What are people saying about democracy education...
"Not surprisingly, youth are significantly more likely to get engaged if they are interested and knowledgeable about politics....educational institutions should collaborate to propose new, innovative activities to stimulate young citizens' interest and knowledge of political processes."
from National Youth Survey Report: A Subgroup Analysis of Political and Civic Participation among Canadian Youth
Elections Canada (2015)
"The new citizens in our study suggested a number of strategies to facilitate their participation:...Workshops fornew citizens that offer more in-depth information on the political system than they learn in the citizenship preparation process."
from Ballots and Belonging: New Citizens on Political Participation
Institute for Canadian Citizenship (2015)
"Developing a more robust civics school curriculum would positively affect engagement. The Canadian public’s general lack of engagement in the political process [is] endemic and symptomatic of a low priority placed on educating the public at the primary and secondary school levels on civic affairs."
from from Parliament 2020: Visioning the Future of Parliament
Prepared by NANOS, Commissioned by the Library of Parliament (February 2010)
". . . in a modern democratic society citizenship requires of us that we not only be law-abiding but that we also participate in our own governance. To do so effectively requires that we have the requisite skills and this, of course, raises questions of how we can best impart these to our children and to the citizen body at large.
". . . Given the importance of teaching fundamental democratic values, we were also somewhat concerned that political education in our schools is taught in a 'passive sense,' limited to the factual description of government structures. Little, if anything, is taught about the actual dynamics of democratic conflict resolution or the importance of active political participation."
from Canadian Citizenship: Sharing the Responsibility
Report of the Standing Senate Committee of Social Affairs, Science and Technology (May 1993)

_Exercise A_.
Using the quotations on democracy education, decide whether each statement agrees with them: (i) Elections Canada reported that youth are more likely to get engaged if they are interested in and knowledgeable about politics; (ii) the Standing Senate Committee report appeared in 2015; (iii) the Senate committee found that political education in schools goes well beyond describing government structures. Answer yes or no for each and quote the deciding words.
_Exercise B_.
Extend the quotations on democracy education from where they stop.
None of the data is needed here.

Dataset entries
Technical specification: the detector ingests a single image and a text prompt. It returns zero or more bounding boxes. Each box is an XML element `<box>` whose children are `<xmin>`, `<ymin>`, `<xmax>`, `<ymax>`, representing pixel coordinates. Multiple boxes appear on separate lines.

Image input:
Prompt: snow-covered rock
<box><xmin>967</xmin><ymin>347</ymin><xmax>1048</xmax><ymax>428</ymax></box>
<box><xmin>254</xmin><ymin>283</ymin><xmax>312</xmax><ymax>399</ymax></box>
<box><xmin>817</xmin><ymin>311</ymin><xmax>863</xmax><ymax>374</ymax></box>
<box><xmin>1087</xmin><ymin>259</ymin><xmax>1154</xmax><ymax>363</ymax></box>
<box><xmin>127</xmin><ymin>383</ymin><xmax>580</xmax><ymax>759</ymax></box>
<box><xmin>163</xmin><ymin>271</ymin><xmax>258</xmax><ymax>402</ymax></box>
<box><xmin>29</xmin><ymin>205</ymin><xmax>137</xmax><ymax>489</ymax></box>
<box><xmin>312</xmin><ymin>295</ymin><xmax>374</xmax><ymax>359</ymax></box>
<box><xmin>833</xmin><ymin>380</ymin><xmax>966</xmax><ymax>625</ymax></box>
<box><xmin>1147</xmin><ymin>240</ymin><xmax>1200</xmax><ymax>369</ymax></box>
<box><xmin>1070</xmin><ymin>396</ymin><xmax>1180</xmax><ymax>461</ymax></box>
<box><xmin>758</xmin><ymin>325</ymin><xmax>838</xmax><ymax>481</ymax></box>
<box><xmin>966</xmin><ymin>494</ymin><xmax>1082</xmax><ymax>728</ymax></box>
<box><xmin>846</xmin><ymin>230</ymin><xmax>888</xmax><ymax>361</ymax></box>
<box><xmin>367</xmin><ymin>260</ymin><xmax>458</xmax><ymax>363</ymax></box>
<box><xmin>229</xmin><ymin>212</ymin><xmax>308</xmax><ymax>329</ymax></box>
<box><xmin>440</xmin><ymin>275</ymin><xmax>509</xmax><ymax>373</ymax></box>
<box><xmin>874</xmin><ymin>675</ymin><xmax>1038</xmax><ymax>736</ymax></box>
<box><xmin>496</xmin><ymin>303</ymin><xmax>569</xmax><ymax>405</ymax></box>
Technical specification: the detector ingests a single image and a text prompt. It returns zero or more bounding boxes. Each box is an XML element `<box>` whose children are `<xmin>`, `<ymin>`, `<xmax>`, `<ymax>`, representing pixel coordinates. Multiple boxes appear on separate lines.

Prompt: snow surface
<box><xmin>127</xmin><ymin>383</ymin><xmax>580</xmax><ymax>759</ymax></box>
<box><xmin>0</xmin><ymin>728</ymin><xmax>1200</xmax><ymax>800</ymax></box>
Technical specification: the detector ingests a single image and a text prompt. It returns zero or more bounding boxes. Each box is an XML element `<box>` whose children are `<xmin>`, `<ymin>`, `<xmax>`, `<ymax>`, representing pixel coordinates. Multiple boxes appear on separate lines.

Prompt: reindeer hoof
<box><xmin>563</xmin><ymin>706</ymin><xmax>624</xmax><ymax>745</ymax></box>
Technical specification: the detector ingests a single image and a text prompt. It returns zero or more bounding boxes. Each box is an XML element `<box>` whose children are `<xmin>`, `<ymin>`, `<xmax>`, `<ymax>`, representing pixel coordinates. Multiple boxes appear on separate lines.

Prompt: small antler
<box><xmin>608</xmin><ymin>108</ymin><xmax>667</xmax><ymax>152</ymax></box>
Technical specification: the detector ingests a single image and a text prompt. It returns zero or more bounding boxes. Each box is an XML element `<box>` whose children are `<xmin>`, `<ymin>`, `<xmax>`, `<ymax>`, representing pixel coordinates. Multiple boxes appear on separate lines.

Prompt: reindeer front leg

_Answer box A_.
(i) Yes: "youth are significantly more likely to get engaged if they are interested and knowledgeable about politics"
(ii) No: "(May 1993)"
(iii) No: "limited to the factual description of government structures"

_Answer box B_.
"There is one key element of our responsibilities that stands out above all others. It is the importance of participation. Participation in Canadian life goes far beyond voting."
from Canadian Citizenship: A Sense of Belonging
Report of the Standing Committee on Citizen ship and Immigration (April 1995)
"It is in the schools where citizenship is shaped that there is the greatest need to bolster the educational resources or our parliamentary democracy. Here, the need is not only for teachers who are knowledgeable about the workings of our parliamentary institutions, but also for the teaching materials that can engage and inform young Canadians in their formative school years. . . . Civic education is of vital importance for sustaining parliamentary democracy. It must be attached a sense of urgency. Nothing less than the essential popular foundation of our parliamentary system is at stake."
Peter Russell
Professor Emeritus (Political Science), University of Toronto
from Two Cheers for Minority Government
(2008, pp. 165-66)
"At first blush, the most likely method of improving levels of civic literacy is civics education. . . . Given limited resources, the best course of action, it appears, would be to aim civics (i.e. introductory political science) courses at 16 to 18 year-olds still in school."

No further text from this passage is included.